▶ _Work task A_: Translate this sentence from the commentary below into Spanish: "Social media has been shut down with Facebook, Twitter, and Instagram all closed."
▶ _Work task B_:
Decide whether each statement agrees with the commentary below. Answer yes or no for each and quote the words of the commentary that settle it.
(i) The Kremlin expelled diplomats from Germany, Sweden, and Poland.
(ii) Social media in Myanmar remains available.
(iii) Covid infection and death rates are still rising.
▶ _Work task C_:
Using the commentary below, answer each question briefly.
(i) Whom are more of the Russian people beginning to look at as the moral compass of their country?
(ii) Who is holding the power of Myanmar's military over the government?
(iii) What is the Prime Minister wearing while out and about at vaccine factories?

== Source document ==

And also of politics. The harshness of the winter has played out in the harshness of the political regimes of Belarus and Russia with their clamp-downs and imprisonment of opposition political leaders. We hear very little from Belarus and only minimal news of Alexey Navalny’s court appearances and continued imprisonment. The Kremlin has now expelled three European diplomats: from Germany, Sweden, and Poland. The United Kingdom, France, and the European Union have joined together to shake their fingers at Russia. But Russia doesn’t care, even as more of the Russian people join the protesters against Putin’s authoritarianism and begin to look at Navalny as the moral compass of their country. 

Navalny is seen – however briefly – more than the protesters in Myanmar. 

Aung San Suu Kyi remains in house-arrest along with several of her ministers and when she can, urges her supporters to protest against the coup. And protest they do, coming onto the streets in the cities and towns in their thousands. Currently, the military commander-in-chief Min Aung Hlaing is holding the power of Myanmar’s military over the government – even as the country transitioned towards democracy. But not much news comes out of Myanmar. Social media has been shut down with Facebook, Twitter, and Instagram all closed. Information to journalists is spooled out through phone videos, just as it was shot on film before we had phones. What is clear is that the military has sent out the police to subdue the protestors and they – the police – don’t look too happy about it. The Burmese are slighter in build than their Russian counterparts in Moscow. Where the Russian police have the look of plated armadillos, these police officers move with a skittish hesitancy as they retreat behind their rubber-bullet guns and inside water-cannon tanks. For at the end of their day, they have to go home to mothers and fathers and be berated for turning against their aunts and sisters. Memories of military suppression are still strong among their parents’ generation. While the protesters are mostly young people, both men, and women, who have begun to find their voice in the emerging democracy, medical staff are also leaving the hospitals, and professors their universities, to march – while arthritic grannies are banging pots and pans from their windows and the curbsides. 

Water Canon in Nay Pyi Taw

Meanwhile, throughout England, the snow keeps falling, though in London it is unsure how to land – as snowflakes or raindrops. The wind chill is keeping the temperatures low, the snow in flurries, and ministers hurrying from their cars to Westminster or their Zoom-rooms where attention is all turned inward to the Covid virus, its variants, and the vaccines. And there is news, and rumors and charts and people trying to keep a lid on it and a Prime Minister wearing a paper hat and lab coat, out and about at vaccine factories, while muttering and mumbling “We’re doing jolly well, the number of people getting the vaccines are the highest” – then what, I wonder? Covid infection and death rates are finally coming down but the relentless level of exhaustion among hospital personnel is not. Staff morale is at a low ebb as patients keep being admitted to Intensive Care Units and there is no time to grieve over patients who have died before there is another to take that bed.

===
== Information shown ==

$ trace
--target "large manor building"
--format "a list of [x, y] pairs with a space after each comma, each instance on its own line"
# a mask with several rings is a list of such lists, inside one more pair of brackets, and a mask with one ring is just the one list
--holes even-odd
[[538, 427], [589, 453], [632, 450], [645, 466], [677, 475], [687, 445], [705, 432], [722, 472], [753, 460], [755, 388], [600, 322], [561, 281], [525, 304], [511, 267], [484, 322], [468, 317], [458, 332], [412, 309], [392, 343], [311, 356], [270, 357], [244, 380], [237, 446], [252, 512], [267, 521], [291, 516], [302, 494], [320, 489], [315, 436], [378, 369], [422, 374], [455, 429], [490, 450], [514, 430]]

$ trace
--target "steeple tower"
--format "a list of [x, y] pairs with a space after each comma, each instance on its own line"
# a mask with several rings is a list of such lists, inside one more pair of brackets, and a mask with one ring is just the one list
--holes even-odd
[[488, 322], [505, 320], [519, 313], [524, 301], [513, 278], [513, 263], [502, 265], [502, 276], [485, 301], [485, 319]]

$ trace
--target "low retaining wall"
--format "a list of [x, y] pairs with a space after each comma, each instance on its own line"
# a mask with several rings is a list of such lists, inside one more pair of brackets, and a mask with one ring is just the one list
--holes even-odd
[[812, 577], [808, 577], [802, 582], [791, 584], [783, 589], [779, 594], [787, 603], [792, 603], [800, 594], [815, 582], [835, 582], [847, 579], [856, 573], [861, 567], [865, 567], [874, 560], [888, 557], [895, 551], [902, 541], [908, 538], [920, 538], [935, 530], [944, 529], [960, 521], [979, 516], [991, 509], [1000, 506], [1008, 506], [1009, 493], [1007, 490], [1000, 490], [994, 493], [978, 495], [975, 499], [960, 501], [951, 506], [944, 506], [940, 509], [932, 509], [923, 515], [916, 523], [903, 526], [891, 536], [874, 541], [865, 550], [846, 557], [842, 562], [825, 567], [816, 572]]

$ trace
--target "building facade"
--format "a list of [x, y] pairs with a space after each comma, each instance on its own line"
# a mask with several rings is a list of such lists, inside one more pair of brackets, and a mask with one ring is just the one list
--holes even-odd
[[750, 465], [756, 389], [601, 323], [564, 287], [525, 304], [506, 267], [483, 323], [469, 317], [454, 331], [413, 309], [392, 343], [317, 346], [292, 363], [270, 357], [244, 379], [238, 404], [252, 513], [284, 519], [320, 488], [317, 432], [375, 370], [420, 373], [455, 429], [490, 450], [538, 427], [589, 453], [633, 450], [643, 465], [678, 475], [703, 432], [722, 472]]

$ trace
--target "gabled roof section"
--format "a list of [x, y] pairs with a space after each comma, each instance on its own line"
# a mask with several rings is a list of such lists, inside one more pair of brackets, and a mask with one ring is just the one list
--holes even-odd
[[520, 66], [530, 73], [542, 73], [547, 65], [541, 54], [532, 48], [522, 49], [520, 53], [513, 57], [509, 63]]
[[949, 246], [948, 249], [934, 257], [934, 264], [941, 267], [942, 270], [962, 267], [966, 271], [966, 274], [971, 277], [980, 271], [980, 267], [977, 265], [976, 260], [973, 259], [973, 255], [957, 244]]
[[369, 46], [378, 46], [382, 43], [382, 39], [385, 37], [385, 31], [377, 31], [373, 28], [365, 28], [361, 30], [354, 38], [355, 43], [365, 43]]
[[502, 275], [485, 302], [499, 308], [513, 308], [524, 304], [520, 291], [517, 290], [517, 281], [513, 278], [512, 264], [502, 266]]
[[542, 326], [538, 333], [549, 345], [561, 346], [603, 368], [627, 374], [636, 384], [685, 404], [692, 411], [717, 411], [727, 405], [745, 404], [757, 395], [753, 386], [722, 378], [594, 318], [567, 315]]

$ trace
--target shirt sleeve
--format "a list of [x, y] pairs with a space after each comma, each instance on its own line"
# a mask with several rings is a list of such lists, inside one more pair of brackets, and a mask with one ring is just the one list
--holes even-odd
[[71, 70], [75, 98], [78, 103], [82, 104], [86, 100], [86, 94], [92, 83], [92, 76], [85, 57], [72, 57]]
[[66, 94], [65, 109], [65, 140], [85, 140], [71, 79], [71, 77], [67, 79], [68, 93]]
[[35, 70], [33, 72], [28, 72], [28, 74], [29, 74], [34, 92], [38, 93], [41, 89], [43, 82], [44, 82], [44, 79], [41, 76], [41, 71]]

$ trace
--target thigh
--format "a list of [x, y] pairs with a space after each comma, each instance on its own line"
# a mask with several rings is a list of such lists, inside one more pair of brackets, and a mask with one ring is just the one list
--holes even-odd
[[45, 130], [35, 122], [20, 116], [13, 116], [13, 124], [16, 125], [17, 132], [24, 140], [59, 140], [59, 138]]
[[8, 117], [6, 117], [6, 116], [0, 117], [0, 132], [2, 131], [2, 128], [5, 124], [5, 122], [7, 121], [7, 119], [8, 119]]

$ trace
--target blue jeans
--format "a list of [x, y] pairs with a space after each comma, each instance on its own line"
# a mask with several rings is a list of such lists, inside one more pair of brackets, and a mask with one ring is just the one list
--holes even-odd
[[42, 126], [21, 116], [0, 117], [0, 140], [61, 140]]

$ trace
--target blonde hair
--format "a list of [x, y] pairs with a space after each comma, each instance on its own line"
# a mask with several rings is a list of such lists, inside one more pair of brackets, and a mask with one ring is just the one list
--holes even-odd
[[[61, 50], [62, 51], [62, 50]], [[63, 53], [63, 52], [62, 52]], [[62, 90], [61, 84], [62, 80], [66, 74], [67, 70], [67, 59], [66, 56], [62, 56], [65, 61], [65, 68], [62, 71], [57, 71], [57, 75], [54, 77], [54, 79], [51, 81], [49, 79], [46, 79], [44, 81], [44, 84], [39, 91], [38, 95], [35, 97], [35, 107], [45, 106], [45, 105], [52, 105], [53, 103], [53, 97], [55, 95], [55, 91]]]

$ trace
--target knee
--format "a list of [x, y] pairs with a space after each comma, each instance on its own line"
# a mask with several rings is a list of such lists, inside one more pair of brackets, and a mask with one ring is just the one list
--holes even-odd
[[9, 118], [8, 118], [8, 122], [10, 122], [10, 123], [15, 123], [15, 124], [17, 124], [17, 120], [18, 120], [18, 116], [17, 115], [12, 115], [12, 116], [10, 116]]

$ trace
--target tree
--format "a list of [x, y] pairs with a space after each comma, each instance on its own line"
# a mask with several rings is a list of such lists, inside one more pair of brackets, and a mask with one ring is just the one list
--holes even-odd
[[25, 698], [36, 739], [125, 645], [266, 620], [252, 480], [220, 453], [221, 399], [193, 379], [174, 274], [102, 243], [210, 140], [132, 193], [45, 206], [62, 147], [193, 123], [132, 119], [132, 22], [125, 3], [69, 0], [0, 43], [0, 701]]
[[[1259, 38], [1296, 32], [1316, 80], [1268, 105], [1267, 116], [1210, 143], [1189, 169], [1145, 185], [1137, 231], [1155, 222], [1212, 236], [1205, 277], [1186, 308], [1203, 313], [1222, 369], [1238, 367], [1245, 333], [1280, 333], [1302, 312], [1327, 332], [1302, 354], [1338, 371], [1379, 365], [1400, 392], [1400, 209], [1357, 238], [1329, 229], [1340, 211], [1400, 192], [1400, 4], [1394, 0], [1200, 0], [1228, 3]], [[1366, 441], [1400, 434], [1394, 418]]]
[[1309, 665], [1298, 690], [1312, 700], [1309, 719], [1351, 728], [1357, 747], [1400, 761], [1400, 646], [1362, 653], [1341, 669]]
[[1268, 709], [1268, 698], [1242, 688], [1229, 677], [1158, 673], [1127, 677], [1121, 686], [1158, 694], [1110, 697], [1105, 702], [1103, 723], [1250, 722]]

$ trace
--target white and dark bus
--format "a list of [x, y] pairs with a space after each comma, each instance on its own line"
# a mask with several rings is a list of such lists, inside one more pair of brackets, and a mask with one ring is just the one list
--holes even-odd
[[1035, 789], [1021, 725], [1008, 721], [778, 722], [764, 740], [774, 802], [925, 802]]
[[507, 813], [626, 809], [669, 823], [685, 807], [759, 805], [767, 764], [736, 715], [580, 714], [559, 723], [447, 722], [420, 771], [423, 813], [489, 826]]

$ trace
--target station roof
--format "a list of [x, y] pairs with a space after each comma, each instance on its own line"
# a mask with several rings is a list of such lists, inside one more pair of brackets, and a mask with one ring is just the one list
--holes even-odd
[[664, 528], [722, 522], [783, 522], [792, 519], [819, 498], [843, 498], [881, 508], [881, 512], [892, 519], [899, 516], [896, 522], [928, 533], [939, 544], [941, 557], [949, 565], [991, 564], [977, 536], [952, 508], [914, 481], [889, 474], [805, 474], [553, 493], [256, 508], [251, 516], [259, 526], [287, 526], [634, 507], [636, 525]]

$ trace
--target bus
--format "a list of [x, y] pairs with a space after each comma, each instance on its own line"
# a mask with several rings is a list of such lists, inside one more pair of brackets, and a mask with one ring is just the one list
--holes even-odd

===

▶ _Task response A_: Las redes sociales han sido cortadas, con Facebook, Twitter e Instagram cerrados.

▶ _Task response B_:
(i) Yes: "The Kremlin has now expelled three European diplomats: from Germany, Sweden, and Poland."
(ii) No: "Social media has been shut down with Facebook, Twitter, and Instagram all closed."
(iii) No: "Covid infection and death rates are finally coming down"

▶ _Task response C_:
(i) Alexey Navalny.
(ii) The military commander-in-chief, Min Aung Hlaing.
(iii) A paper hat and lab coat.